*WHAT YOU HAVE TO DO*: Word for word, reproduce each entry.
════════════════════
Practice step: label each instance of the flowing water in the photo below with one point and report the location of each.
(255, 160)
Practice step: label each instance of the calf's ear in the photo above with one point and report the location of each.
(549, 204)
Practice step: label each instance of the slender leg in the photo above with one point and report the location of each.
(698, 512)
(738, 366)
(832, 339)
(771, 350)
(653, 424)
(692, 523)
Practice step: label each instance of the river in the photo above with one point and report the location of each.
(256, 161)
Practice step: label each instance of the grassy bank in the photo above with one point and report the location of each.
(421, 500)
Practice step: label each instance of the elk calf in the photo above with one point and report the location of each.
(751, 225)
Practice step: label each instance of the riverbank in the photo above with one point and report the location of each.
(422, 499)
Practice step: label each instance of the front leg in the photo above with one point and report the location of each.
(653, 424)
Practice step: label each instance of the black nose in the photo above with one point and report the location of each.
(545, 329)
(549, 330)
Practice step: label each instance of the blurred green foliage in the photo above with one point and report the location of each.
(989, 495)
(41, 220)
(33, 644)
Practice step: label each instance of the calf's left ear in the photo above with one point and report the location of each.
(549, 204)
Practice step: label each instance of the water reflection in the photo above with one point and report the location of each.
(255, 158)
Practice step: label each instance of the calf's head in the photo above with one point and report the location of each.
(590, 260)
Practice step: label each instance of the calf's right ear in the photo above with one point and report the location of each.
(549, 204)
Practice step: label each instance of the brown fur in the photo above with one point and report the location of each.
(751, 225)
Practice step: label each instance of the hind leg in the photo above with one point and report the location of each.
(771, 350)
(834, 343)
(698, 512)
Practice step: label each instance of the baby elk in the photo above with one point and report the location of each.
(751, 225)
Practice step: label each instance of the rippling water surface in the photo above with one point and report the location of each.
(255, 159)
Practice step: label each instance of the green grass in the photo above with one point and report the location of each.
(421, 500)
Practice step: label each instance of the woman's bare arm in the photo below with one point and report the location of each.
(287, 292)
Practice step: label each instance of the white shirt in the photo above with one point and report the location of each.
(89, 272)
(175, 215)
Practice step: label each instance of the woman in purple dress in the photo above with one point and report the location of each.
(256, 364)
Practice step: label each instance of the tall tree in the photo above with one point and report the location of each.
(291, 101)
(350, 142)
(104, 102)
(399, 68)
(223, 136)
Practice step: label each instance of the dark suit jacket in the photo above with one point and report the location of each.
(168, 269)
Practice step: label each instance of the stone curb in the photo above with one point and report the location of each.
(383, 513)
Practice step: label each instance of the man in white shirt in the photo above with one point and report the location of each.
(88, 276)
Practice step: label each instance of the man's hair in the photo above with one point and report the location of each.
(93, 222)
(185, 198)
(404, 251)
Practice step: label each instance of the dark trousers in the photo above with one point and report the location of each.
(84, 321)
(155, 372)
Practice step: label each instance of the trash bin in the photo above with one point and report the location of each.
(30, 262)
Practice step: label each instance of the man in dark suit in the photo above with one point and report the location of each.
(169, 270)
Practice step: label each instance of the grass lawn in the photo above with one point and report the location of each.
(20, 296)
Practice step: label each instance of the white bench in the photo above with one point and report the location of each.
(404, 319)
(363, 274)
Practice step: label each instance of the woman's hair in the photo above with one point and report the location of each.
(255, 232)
════════════════════
*RESPONSE AREA*:
Practice step: label each instance of the flowing water in the photo below with one point and report the location of each.
(255, 160)
Practice step: label each instance of the calf's ear in the photo above with one point and report the location of each.
(549, 204)
Practice step: label each instance of the slender leg in the photo above with one point and report the location of each.
(698, 512)
(738, 366)
(832, 339)
(771, 350)
(653, 424)
(692, 523)
Practice step: label each instance of the river in the photo above with one point and report the location of each.
(256, 161)
Practice step: label each instance of the grassy bank in the photo above with one point and report the location of each.
(421, 500)
Practice step: label each instance of the elk calf in the photo above with one point and report the location of each.
(751, 225)
Practice step: label each instance of the riverbank in the photo above with one point and report the location of each.
(422, 499)
Practice step: label each instance of the front leg in the photo above with one point and report the location of each.
(653, 424)
Practice step: label each instance of the black nose in the photo above with one point and report the location of each.
(545, 329)
(549, 330)
Practice step: label each instance of the blurred green foliage in the photo above with one point and report the location of each.
(989, 495)
(41, 220)
(33, 644)
Practice step: label each instance of the calf's left ear in the photo above with one point and report the location of each.
(549, 204)
Practice step: label each instance of the water reflection in the photo above with one point and report the location of each.
(255, 158)
Practice step: label each instance of the calf's head in the photo above with one point and report the location of each.
(590, 260)
Practice step: label each instance of the calf's right ear in the photo above with one point and report the location of each.
(549, 204)
Practice step: label each instance of the brown fur in the photo above with one point and report the location of each.
(751, 225)
Practice step: label each instance of the hind leg in the photo above with one point and report the location of each.
(771, 350)
(834, 343)
(698, 512)
Practice step: label each instance of the baby elk in the photo above with one point and report the location of each.
(751, 225)
Practice step: label each instance of the rippling water surface in the photo above with one point and report the location of each.
(255, 159)
Practice step: label each instance of the green grass in the photo above with one point and report the location of each.
(421, 500)
Practice step: label each instance of the woman's bare arm in the photo below with one point and report the location of each.
(287, 292)
Practice step: label each instance of the white shirt in the photo above with one point and report the location of each.
(89, 272)
(175, 215)
Practice step: label each instance of the woman in purple dress in the photo above with one point and report the location of each.
(256, 364)
Practice step: label each instance of the tall tree in the photo above with one point and report the location of each.
(291, 101)
(350, 142)
(104, 102)
(399, 68)
(223, 136)
Practice step: label each instance of the dark suit jacket in the photo above with one point and report the location of each.
(168, 269)
Practice step: label each instance of the stone curb in the photo above with one point and report the location of each.
(383, 513)
Practice step: label each instance of the man in white shirt in the photo above with one point and report the location of each.
(88, 276)
Practice step: label each instance of the man's hair in the photo above with one point and report the location of each.
(93, 222)
(185, 198)
(404, 251)
Practice step: label each instance of the dark trousers in the photo above with one point and report the location of each.
(84, 321)
(155, 372)
Practice step: label each instance of the trash bin in the photo above with one point and report the location of each.
(30, 262)
Practice step: label each instance of the man in dark suit in the photo above with one point and report the location of each.
(169, 270)
Practice step: label each instance of the grass lawn in the photo above with one point and report the location of each.
(20, 296)
Practice step: label each instance of the white bench in the photo above with one point and report the location of each.
(404, 319)
(363, 274)
Practice step: label each instance of the woman's hair in the photo above with one point and report the location of each.
(255, 232)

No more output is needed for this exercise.